▸ WRITTEN PROBLEM A
In the essay about a childhood friend named Jessica, write out the passage starting at "I also wanted" and ending at "to come back.".
▸ WRITTEN PROBLEM B
Extend the essay about a childhood friend named Jessica past its final sentence.

▸ TEXT
........

When I was just 3 or 4 years old, I had a friend named Jessica who was going through a hard time. Her mom had died and being only 3 or 4 years old herself, she was working through her grief by being mischievous. I, being the benevolent friend that I am, supported my tiny friend’s grief process by being mischievous with her.
“Will getting into trouble make you feel better? Count me in!”
We had a lot of fun together, especially the time we decided to “help” the janitor clean the bathroom. In our little brains, that meant to take the soap from the dispenser and spread it all over the floor and the sinks, but not the toilets because “that’s gross.”
To that janitor and our teacher, I would like to say, “I’m so sorry. I realize now that we were not helpful in any way.”
I also wanted to comfort Jessica. Her mom was gone and for a 3 year old, that’s really confusing. For all of us, in grief, death is disorienting. But we as adults have more practice. Jessica just knew her mom was gone, but she expected her to come back.

........

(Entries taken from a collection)
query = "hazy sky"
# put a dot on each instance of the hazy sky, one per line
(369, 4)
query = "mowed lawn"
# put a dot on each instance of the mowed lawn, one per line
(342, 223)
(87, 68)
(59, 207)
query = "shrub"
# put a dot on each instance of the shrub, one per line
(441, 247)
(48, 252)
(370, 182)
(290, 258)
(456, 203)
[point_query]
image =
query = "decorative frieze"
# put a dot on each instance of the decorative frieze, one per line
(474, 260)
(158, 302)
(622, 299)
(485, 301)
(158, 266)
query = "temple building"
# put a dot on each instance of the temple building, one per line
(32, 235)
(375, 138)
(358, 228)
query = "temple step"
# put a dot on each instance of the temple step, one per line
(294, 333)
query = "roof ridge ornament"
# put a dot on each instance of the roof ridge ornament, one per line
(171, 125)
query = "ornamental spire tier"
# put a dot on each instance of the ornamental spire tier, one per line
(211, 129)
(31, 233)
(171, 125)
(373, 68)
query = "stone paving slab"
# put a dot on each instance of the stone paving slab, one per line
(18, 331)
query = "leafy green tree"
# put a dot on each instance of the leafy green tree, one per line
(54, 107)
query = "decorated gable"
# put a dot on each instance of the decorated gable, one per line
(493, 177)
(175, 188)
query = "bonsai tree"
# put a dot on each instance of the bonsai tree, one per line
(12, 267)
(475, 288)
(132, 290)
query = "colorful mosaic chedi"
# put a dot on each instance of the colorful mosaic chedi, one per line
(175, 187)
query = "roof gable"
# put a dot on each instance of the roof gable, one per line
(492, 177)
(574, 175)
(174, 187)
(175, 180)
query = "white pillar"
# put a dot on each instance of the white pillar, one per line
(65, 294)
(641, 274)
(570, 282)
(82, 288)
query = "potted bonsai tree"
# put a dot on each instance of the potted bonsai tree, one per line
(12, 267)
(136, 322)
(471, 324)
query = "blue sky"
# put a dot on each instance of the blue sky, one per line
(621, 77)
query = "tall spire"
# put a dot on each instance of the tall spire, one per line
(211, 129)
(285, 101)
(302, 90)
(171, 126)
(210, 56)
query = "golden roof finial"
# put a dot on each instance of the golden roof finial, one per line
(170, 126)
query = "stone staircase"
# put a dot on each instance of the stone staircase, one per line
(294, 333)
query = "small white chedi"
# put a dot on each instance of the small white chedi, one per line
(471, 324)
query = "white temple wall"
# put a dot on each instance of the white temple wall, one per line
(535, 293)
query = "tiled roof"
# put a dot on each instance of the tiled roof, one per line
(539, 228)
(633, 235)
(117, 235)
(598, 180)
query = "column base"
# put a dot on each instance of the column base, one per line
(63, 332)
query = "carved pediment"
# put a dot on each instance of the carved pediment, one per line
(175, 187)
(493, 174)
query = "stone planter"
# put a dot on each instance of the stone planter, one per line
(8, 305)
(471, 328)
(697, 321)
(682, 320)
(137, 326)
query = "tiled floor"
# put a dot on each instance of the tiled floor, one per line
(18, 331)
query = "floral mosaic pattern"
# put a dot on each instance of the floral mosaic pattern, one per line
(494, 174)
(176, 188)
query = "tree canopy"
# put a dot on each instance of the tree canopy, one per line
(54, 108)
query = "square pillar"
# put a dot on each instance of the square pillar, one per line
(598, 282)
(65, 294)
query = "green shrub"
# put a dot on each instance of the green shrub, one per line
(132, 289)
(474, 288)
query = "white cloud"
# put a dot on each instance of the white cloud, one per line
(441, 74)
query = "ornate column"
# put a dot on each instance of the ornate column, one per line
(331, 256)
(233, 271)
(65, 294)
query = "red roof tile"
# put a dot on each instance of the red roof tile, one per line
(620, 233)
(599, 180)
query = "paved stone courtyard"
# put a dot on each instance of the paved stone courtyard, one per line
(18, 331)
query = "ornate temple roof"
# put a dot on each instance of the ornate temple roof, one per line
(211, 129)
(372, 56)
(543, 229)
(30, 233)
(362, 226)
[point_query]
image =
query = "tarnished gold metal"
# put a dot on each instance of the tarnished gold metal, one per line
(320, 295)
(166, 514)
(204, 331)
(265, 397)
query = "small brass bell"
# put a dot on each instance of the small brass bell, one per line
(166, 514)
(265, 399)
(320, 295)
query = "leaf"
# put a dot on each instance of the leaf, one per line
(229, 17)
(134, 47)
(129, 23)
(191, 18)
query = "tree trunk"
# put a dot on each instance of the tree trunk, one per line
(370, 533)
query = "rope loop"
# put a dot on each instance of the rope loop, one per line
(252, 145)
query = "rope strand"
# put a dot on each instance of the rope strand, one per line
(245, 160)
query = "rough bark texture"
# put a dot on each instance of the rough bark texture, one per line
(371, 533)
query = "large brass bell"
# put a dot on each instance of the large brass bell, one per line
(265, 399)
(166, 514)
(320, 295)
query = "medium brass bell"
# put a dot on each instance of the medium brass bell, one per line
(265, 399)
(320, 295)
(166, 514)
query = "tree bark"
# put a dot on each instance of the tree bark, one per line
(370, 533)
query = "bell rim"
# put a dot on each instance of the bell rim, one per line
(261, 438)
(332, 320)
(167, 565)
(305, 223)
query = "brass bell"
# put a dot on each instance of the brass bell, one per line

........

▸ RESULT A
I also wanted to comfort Jessica. Her mom was gone and for a 3 year old, that’s really confusing. For all of us, in grief, death is disorienting. But we as adults have more practice. Jessica just knew her mom was gone, but she expected her to come back.

▸ RESULT B
So, I did what any 3 or 4 year old does. I proclaimed the good news of the final resurrection, when all trial and tribulation is over, we will meet God in the morning in the sweet by and by, hallelujah. Our pain is temporary, but unity with God is forever, I preached.
We then wrote letters to her mom and released them on a windy day asking the angels to hand deliver them in heaven.
There’s a time in a little kid’s life when she knows who she is and what she wants.
Toddler Grace didn’t question it for a moment. Toddler Grace wasn’t afraid of Toddler Jessica’s pain or her grief. Toddler Grace wanted to offer presence and comfort. Toddler Grace proclaimed the gospel without worry of orthodoxy or doctrine. Toddler Grace told Toddler Jessica that she was loved and was not alone in her grief. Toddler Grace was pastoral.
But then I grew up. And I began articulating my sense of call- this is what future pastors say when they are explaining to their communities, families, Seminary admissions, and synods why they think God wants them to be a pastor. But, unlike the moment with Jessica, my sense of call became muddied by my conservative upbringing and what my community, and even what I, believed about a woman’s right to be in pastoral leadership.
I began hearing, “No,” not from God, but from myself, some family members, and from my conservative classmates.
This, “No” sounded like this:
“A woman should be seen (preferably in the nursery or in Sunday school) but not heard.”
“Don’t you know what Paul said in the bible? He said he doesn’t permit women to speak!”
“But Grace, men are supposed to be the spiritual authority, so if you are a pastor, who will be your spiritual authority?”
“It is arrogant to think you (as a woman) could be called ‘Pastor.’”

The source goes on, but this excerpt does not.